:: What you will do ::
Extend the passage on venting dense phase carbon dioxide, picking up right after its last sentence.

=== Reading passage ===

When carbon dioxide is captured from a carbon dioxide source, it is typically in liquid or dense phase form. The term dense phase carbon dioxide refers to carbon dioxide in either liquid form or supercritical form. When venting, the dense phase carbon dioxide is passed through a vent stack in order to gasify it and pass it into the atmosphere. This process may result in dry ice formation, which can be addressed by heating the portion of the vent stack in which dry ice collects.
A problem with existing venting of carbon dioxide is that the venting process can generate significant noise due to the rapid depressurization and expansion of carbon dioxide and air. Furthermore, on days without wind, cool gaseous carbon dioxide can accumulate at low spots since carbon dioxide is heavier than air. This is a known issue for which environmental regulations require that the concentration of carbon dioxide cannot exceed a threshold value. A further problem is that the formation of solid carbon dioxide (dry ice) as the carbon dioxide is vented can cause damage to equipment, or partially or completely block valves and other production equipment where the dry ice forms. Dry ice can also accumulate and its vaporization will form a longer term carbon dioxide source.
SUMMARY
It is an object to improve the venting of dense phase carbon dioxide. According to a first aspect, there is provided a system for venting dense phase carbon dioxide produced from a production plant. A conduit is provided for carrying captured dense phase carbon dioxide, the conduit having an outlet. A body of liquid is also provided through which vented carbon dioxide can pass. The outlet is disposed in the body of liquid, such that dense phase carbon dioxide is vaporized in the body of liquid and vented. This eliminates the problem of dry ice forming around the outlet. Furthermore, it reduces the problem of accumulation of carbon dioxide around the outlet, and reduces venting noise.

=== Rows ===

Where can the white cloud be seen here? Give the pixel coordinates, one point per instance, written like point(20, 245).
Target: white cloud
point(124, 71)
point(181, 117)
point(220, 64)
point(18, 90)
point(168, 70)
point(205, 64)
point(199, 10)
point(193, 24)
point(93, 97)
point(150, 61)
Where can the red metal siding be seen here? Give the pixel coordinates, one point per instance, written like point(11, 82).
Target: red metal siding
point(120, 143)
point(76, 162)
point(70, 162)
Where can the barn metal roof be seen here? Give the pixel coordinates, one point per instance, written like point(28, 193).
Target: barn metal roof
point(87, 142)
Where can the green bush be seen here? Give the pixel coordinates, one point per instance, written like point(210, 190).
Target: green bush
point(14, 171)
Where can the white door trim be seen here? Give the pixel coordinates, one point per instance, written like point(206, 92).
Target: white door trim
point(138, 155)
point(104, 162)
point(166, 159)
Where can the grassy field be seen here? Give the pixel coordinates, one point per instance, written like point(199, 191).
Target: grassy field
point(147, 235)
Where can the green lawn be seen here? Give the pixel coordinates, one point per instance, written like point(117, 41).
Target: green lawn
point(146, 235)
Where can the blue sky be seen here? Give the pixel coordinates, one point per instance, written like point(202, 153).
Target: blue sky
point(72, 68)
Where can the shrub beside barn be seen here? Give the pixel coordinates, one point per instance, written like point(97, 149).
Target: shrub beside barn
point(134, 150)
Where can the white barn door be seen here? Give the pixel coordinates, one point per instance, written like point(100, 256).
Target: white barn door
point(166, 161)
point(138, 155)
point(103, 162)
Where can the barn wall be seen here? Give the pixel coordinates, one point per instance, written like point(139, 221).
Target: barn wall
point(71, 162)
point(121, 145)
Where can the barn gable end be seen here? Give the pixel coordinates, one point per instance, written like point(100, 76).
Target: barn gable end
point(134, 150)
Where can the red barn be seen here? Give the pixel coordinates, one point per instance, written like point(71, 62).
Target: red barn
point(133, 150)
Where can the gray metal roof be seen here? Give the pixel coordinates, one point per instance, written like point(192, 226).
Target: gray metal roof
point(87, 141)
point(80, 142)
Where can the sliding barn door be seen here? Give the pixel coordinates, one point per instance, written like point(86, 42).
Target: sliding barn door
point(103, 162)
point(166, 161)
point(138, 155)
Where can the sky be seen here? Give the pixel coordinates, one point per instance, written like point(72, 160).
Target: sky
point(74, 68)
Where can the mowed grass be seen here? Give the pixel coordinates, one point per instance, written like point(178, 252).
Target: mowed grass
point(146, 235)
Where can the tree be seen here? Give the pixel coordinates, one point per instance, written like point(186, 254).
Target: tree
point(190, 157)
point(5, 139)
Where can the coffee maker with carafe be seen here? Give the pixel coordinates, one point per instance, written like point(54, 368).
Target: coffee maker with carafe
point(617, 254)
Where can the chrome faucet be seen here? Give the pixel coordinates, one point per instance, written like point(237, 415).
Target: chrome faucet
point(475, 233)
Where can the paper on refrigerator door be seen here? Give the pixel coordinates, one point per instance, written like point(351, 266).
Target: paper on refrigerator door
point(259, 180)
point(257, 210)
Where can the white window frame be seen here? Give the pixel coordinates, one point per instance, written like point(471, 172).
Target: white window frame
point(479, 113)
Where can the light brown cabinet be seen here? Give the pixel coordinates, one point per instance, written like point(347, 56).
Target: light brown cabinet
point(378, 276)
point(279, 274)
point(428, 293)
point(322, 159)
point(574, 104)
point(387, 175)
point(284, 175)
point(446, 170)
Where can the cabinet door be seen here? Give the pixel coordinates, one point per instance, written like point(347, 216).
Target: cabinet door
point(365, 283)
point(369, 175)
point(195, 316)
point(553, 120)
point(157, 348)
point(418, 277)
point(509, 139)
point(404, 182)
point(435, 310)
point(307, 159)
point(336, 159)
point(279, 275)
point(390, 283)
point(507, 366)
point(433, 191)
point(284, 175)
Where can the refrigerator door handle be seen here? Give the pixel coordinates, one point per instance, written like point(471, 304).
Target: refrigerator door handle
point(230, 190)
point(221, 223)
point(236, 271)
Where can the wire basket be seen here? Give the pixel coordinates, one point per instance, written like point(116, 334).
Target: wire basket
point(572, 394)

===

:: Answer to the task ::
Examples of the production plants are any of a power plant, a liquid natural gas plant, a natural gas plant, a refinery, a gasification plant, a hydrogen production plant, a cement plant and a steel plant. Dense phase carbon dioxide may be produced from, for example, purification of natural gas or liquefaction of hydrocarbon gas.
The location of the outlet in the body of liquid is optionally at a pressure above the triple point pressure of carbon dioxide. This ensures that the dense phase carbon dioxide becomes gaseous carbon dioxide suitable for venting. For similar reasons, the body of liquid may be at a temperature above the triple point temperature of carbon dioxide.
Exemplary bodies of liquid include a sea, a lake, a reservoir, an underground source of water or a tank of water. It will be appreciated that liquids other than water may be used.
Examples of dense phase carbon dioxide are liquid carbon dioxide and supercritical carbon dioxide.
Note that the dense phase carbon dioxide may contain impurities. The level and nature of the impurities may change, depending on the source of the dense phase carbon dioxide. However, the presence of impurities does not significantly affect the system's ability to reduce noise during venting, reduce the formation of dry ice, and reduce the system's ability to reduce accumulated carbon dioxide around the outlet.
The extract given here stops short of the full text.